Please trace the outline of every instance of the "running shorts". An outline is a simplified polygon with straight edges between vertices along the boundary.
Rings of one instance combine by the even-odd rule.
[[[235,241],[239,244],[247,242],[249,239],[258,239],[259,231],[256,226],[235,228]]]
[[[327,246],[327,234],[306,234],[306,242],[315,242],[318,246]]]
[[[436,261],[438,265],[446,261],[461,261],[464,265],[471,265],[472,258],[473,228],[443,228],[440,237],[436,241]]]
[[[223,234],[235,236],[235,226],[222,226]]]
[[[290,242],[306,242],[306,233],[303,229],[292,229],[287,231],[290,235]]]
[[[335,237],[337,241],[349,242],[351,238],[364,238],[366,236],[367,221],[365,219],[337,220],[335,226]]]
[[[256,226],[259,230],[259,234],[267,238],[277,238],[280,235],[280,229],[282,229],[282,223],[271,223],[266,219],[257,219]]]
==
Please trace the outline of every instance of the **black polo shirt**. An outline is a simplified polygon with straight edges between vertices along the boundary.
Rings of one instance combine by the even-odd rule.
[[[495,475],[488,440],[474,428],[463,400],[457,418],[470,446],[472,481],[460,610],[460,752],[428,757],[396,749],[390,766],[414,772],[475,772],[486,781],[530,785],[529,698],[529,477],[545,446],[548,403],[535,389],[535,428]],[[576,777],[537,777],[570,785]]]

• _Short problem_: Extract every row above that contains the word "boundary", copying each one in full.

• _Answer in full_:
Please trace the outline of every instance of the "running shorts". An outline is a simplified polygon with straight edges between vertices along the boundary.
Please trace the outline of every instance of the **black polo shirt**. An outline is a simplified polygon with straight edges between vertices along the boundary.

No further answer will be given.